Exercise aim:
In the records below, find each line that holds "green" and return it.

Data to examine:
-=-=-

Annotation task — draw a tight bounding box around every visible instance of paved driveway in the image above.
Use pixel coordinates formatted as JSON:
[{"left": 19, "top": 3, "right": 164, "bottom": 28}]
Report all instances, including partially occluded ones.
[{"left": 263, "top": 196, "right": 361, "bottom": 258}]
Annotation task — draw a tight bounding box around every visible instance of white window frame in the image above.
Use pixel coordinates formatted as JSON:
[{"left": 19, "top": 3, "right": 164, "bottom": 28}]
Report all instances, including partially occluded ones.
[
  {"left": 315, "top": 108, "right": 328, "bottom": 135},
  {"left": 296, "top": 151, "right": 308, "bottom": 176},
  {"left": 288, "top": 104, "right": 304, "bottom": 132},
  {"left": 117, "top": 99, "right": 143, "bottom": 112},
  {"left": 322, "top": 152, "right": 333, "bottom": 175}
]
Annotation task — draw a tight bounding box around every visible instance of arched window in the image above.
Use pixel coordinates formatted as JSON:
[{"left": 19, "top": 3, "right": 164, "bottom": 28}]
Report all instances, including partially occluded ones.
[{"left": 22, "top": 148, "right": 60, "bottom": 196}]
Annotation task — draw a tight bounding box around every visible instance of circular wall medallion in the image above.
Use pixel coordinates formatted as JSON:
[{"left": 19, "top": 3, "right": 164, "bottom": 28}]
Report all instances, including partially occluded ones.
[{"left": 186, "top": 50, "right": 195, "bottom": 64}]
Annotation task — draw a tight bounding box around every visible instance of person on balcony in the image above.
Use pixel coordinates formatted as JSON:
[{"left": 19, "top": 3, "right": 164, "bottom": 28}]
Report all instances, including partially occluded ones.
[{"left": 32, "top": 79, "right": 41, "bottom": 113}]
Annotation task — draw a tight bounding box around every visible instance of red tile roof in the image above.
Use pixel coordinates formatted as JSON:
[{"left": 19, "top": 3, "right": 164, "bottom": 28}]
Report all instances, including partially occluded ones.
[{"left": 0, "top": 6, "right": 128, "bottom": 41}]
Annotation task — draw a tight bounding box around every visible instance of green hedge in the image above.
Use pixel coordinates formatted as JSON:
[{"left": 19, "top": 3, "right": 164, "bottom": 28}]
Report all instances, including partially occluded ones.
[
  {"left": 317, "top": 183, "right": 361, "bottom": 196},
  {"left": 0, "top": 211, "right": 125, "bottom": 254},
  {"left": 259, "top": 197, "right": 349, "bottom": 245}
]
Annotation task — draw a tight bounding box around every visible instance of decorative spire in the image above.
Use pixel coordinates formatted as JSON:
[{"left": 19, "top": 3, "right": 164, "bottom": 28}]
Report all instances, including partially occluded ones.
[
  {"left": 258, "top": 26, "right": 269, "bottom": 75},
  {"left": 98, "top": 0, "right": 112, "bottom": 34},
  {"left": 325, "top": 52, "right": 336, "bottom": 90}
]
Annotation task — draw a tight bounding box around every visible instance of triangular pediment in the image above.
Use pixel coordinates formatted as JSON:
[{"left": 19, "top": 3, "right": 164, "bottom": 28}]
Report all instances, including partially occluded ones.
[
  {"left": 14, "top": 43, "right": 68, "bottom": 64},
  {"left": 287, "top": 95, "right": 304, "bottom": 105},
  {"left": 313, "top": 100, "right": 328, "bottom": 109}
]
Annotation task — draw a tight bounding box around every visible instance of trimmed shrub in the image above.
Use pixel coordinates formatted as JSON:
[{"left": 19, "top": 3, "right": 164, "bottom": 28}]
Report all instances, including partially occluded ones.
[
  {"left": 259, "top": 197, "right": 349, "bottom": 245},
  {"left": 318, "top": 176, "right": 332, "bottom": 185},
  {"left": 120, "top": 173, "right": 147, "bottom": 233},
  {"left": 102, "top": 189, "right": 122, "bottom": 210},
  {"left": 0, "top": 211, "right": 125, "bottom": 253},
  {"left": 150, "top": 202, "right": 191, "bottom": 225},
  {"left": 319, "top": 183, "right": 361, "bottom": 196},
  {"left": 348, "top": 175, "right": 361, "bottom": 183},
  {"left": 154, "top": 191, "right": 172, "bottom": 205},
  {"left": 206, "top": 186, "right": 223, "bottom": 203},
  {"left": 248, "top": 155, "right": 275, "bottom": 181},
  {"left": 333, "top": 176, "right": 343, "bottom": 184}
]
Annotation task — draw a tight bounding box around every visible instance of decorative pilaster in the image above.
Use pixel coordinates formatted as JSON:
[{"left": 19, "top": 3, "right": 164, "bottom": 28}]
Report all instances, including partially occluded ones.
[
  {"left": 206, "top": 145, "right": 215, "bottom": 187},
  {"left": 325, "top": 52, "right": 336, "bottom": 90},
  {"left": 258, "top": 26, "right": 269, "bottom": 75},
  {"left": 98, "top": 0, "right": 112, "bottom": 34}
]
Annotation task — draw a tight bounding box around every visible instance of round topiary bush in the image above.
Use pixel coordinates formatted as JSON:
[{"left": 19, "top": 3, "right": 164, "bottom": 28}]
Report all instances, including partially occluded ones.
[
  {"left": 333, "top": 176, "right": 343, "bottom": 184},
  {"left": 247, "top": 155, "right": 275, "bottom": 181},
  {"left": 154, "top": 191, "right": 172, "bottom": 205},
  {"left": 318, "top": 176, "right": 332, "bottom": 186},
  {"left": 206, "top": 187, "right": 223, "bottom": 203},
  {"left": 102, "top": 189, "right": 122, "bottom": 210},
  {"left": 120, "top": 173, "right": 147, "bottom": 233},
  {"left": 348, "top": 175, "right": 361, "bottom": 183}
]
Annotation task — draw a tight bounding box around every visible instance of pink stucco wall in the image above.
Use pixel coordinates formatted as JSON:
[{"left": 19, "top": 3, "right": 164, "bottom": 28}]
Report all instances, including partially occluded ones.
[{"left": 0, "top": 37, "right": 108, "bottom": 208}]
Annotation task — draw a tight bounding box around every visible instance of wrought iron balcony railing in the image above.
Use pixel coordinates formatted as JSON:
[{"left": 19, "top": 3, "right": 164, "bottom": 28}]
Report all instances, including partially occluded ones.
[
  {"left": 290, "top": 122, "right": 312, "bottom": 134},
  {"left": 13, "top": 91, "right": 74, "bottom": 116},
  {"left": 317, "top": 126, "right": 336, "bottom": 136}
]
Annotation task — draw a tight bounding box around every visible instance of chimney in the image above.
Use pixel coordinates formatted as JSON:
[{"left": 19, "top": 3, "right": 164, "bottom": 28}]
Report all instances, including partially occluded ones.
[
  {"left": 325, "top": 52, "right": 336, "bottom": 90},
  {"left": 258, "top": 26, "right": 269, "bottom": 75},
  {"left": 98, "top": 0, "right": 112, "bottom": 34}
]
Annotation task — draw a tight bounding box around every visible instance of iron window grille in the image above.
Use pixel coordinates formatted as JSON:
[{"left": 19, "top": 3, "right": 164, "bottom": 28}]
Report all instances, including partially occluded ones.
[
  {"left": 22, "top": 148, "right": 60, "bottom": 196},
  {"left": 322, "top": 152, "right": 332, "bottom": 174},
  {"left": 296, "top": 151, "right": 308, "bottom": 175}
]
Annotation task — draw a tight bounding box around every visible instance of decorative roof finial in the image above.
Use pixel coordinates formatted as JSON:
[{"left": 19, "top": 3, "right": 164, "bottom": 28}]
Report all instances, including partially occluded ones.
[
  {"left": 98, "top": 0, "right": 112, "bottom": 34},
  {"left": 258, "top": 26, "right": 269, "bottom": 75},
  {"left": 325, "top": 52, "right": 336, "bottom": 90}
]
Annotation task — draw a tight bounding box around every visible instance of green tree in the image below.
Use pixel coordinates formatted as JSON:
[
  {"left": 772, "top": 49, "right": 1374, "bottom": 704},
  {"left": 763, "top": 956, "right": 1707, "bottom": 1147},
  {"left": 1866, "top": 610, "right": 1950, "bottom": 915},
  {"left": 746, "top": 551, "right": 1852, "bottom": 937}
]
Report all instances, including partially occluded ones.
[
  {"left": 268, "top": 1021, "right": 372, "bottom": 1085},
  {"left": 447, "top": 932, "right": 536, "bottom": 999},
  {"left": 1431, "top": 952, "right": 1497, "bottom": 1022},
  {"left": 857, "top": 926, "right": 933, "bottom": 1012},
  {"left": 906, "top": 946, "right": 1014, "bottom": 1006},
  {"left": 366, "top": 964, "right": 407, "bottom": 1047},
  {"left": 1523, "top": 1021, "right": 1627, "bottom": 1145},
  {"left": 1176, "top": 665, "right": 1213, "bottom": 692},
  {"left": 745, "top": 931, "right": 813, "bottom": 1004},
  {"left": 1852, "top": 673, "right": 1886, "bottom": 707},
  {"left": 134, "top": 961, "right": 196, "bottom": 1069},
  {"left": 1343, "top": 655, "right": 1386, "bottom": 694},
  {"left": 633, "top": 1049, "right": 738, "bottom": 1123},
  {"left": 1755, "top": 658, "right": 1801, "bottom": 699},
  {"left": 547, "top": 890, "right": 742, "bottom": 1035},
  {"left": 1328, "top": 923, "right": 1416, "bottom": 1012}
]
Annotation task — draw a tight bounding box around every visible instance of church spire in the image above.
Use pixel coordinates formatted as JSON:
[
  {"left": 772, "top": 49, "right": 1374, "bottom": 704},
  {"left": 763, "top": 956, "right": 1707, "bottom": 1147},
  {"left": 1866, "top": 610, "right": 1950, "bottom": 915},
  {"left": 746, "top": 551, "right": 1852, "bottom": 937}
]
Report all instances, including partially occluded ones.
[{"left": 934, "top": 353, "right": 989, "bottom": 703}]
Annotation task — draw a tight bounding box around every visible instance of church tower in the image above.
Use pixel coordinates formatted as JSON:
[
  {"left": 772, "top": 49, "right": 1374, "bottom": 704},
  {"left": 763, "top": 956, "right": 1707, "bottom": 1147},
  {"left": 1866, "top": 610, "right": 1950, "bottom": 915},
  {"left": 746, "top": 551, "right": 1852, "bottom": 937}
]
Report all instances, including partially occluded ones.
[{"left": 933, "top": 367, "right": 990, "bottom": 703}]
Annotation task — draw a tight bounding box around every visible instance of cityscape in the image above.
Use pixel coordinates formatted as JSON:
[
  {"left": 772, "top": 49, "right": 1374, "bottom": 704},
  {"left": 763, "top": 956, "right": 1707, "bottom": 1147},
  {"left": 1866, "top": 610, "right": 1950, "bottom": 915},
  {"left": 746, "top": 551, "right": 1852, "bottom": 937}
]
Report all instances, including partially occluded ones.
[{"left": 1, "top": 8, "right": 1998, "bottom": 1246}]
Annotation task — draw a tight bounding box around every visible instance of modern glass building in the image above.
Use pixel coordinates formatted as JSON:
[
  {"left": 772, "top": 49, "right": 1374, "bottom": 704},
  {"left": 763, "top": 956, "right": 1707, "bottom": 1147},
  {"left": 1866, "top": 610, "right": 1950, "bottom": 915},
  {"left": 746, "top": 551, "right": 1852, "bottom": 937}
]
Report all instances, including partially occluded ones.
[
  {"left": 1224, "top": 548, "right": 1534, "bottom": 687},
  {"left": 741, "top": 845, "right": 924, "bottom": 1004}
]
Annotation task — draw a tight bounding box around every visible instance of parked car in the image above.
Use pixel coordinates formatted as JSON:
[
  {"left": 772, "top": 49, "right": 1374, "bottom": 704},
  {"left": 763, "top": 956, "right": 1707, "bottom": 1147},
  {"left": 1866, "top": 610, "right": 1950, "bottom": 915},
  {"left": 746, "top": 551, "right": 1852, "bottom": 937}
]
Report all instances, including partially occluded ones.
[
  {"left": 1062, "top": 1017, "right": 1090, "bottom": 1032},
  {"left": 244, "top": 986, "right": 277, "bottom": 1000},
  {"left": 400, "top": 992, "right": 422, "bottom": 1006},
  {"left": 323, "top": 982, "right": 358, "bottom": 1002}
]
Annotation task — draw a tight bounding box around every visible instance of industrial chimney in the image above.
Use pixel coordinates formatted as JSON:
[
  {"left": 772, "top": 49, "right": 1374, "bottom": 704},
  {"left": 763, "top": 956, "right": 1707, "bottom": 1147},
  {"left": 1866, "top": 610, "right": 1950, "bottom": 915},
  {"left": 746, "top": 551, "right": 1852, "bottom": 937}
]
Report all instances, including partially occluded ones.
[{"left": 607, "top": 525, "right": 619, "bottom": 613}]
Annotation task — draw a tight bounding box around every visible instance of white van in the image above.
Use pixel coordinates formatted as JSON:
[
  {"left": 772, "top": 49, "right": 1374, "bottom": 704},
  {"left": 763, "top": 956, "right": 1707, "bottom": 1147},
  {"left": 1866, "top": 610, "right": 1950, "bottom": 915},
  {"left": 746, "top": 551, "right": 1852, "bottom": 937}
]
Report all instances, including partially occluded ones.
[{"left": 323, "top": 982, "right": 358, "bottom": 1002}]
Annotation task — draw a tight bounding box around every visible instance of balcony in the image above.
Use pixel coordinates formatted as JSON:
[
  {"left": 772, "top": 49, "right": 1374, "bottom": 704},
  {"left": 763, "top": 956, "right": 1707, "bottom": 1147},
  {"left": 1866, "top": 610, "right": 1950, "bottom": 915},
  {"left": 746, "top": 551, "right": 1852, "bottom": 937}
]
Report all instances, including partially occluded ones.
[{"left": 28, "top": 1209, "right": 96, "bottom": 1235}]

-=-=-

Answer box:
Annotation task — draw a tight bounding box around every visible instance of green hedge in the image above.
Annotation task — draw a tight bounding box around every visible instance of green tree in the image below.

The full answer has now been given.